* **SELECTION**:

Once it is finished I end up keeping them in good shape with a cabinet scraper. Faster and better finish than sanding.
Enjoy!
blackdoglabrador said:If it is for a counter or table try waterlux original finish. I have used is it and it still looks good after 2 years. Can be recoat quickly and easily after a couple years to refresh the finish. On the expensive side, but long lasting. A quart goes a long way.
http://www.waterlox.com/products-it...g-oil-floor-sealer-finish.aspx#/Product_Uses/
smokinjay said:blackdoglabrador said:If it is for a counter or table try waterlux original finish. I have used is it and it still looks good after 2 years. Can be recoat quickly and easily after a couple years to refresh the finish. On the expensive side, but long lasting. A quart goes a long way.
http://www.waterlox.com/products-it...g-oil-floor-sealer-finish.aspx#/Product_Uses/
Needs to be food safe. I do love the look of tung oil.
dvellone said:smokinjay said:blackdoglabrador said:If it is for a counter or table try waterlux original finish. I have used is it and it still looks good after 2 years. Can be recoat quickly and easily after a couple years to refresh the finish. On the expensive side, but long lasting. A quart goes a long way.
http://www.waterlox.com/products-it...g-oil-floor-sealer-finish.aspx#/Product_Uses/
Needs to be food safe. I do love the look of tung oil.
this is my vote as well. Pure tung oil is food safe and usually the main ingredient in some of the highest quality finishing oils. It's also more expensive than other oils but it really is a beautiful finish and very durable.

* **STATED PROBLEM A**:
Give back every line of the records below, unchanged.
The forum thread on wood finishes and the records are independent materials with no connection between them.

* **GIVEN DATA**:

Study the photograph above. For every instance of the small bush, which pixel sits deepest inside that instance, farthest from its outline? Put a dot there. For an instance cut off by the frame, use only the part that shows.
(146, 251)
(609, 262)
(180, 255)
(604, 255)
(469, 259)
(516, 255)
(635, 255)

* **STATED PROBLEM B**:
List each username that the forum thread places before "said:".

* **EXERCISE SOLUTION A**:
Study the photograph above. For every instance of the small bush, which pixel sits deepest inside that instance, farthest from its outline? Put a dot there. For an instance cut off by the frame, use only the part that shows.
(146, 251)
(609, 262)
(180, 255)
(604, 255)
(469, 259)
(516, 255)
(635, 255)

* **EXERCISE SOLUTION B**:
blackdoglabrador, smokinjay, dvellone